----- Data listing
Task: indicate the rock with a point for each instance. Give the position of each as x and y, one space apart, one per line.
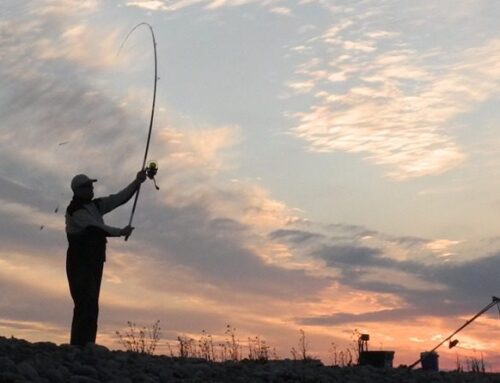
28 371
85 370
82 379
7 365
11 377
----------
> What is being asked: Everything in the data above gets copied exactly. Only the pictures are skipped.

> Answer box:
Task: indicate the rock with a point for each instance. Give the position of each as x and y, one space apart, one per line.
28 371
85 370
82 379
7 365
11 377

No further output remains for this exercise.